* _Article_:
%%

Despite the convergence of frequentist and Bayesian thinking on some issues, there remains the philosophical difference about the meaning of probability. Viewing it as subjective makes many scientists queasy, but it also enables many otherwise-forbidden uses. If you’re a frequentist, you can only estimate probabilities of events that can occur more than once. So a question like “What is the probability that Hillary Clinton will beat Jeb Bush in the next presidential election?” is unanswerable, because there’s never been an election pitting them against each other. But for a Bayesian, a probability is a subjective degree of belief, so he’s free to make an educated guess, and the inference calculus keeps all his guesses consistent.

%%

* _Dataset content_:

%%

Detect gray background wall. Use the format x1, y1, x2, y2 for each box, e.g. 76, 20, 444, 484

%%

* _Work instructions_:
Write the next part of the passage on frequentist and Bayesian views of probability, continuing after its last sentence.

* _Reply_:
The Bayesian method is not just applicable to learning Bayesian networks and their special cases. (Conversely, despite their name, Bayesian networks aren’t necessarily Bayesian: frequentists can learn them, too, as we just saw.) We can put a prior distribution on any class of hypotheses-sets of rules, neural networks, programs-and then update it with the hypotheses’ likelihood given the data. Bayesians’ view is that it’s up to you what representation you choose, but then you have to learn it using Bayes’ theorem. In the 1990s, they mounted a spectacular takeover of the Conference on Neural Information Processing Systems (NIPS for short), the main venue for connectionist research. The ringleaders (so to speak) were David MacKay, Radford Neal, and Michael Jordan. MacKay, a Brit who was a student of John Hopfield’s at Caltech and later became chief scientific advisor to the UK’s Department of Energy, showed how to learn multilayer perceptrons the Bayesian way. Neal introduced the connectionists to MCMC, and Jordan introduced them to variational inference. Finally, they pointed out that in the limit you could “integrate out” the neurons in a multilayer perceptron, leaving a type of Bayesian model that made no reference to them. Before long, the word neural in the title of a paper submitted to NIPS became a good predictor of rejection. Some researchers joked that the conference should change its name to BIPS, for Bayesian Information Processing Systems.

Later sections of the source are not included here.